Instructions to follow | List every line in the items below that contains the string "above", copying each line in full. Case counts.

Dataset entries |
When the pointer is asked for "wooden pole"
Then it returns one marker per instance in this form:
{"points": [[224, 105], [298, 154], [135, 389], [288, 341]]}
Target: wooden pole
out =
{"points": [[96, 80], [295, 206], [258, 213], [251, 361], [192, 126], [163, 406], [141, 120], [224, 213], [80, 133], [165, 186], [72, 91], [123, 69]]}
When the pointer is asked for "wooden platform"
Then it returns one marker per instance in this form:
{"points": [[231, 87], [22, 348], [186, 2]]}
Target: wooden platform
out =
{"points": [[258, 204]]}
---
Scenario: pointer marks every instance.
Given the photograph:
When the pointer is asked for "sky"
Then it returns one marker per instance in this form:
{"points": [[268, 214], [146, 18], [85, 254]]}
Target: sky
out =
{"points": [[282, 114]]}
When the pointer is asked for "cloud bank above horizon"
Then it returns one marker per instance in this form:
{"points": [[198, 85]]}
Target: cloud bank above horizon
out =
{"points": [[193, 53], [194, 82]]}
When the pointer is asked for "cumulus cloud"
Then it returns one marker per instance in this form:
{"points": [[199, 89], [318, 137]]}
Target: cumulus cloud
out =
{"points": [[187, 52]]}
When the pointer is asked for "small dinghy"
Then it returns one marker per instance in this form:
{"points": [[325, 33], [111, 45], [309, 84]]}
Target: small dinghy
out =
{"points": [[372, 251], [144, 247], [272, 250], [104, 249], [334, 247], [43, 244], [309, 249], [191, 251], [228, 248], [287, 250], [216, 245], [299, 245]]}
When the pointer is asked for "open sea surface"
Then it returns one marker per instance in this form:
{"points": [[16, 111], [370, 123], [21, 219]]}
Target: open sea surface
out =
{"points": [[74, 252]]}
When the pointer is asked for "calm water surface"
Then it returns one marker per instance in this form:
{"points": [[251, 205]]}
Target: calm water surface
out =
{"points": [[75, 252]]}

Problem solution |
When the pointer is asked for "cloud bank above horizon"
Target: cloud bank above horizon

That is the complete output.